The task: Copy the lines below character for character.

Given information:

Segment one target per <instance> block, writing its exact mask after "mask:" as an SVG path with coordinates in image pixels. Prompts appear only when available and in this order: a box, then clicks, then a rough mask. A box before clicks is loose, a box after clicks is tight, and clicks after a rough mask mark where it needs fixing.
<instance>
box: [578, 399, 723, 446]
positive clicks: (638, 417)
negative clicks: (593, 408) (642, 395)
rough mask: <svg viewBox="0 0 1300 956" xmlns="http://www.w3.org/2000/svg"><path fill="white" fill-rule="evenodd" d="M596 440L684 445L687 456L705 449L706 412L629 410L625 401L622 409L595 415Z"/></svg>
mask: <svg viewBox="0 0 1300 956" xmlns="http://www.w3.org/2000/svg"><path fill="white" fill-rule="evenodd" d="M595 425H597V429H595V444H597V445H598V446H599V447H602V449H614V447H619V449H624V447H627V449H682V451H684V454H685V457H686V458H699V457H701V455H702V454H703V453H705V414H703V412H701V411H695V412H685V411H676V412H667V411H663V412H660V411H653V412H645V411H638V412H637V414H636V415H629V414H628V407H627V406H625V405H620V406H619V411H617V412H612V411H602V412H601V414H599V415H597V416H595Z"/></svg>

Exercise answer:
Segment one target per <instance> block, writing its exact mask after "mask:" as an SVG path with coordinates in image pixels. Prompts appear only when available and in this order: a box, then clicks, then a rough mask. A box before clicks is loose, a box after clicks is tight, and clicks after a rough mask mark where it needs fixing.
<instance>
box: [578, 399, 723, 446]
positive clicks: (638, 417)
negative clicks: (593, 408) (642, 395)
rough mask: <svg viewBox="0 0 1300 956" xmlns="http://www.w3.org/2000/svg"><path fill="white" fill-rule="evenodd" d="M596 440L684 445L687 456L705 449L706 412L629 410L625 401L622 409L595 415Z"/></svg>
mask: <svg viewBox="0 0 1300 956" xmlns="http://www.w3.org/2000/svg"><path fill="white" fill-rule="evenodd" d="M595 425H597V429H595V444H597V445H598V446H599V447H602V449H614V447H619V449H624V447H627V449H682V451H684V454H685V457H686V458H699V457H701V455H702V454H703V453H705V414H703V412H701V411H695V412H685V411H676V412H667V411H663V412H660V411H653V412H645V411H638V412H637V414H636V415H629V414H628V407H627V406H625V405H620V406H619V411H617V412H612V411H602V412H601V414H599V415H597V416H595Z"/></svg>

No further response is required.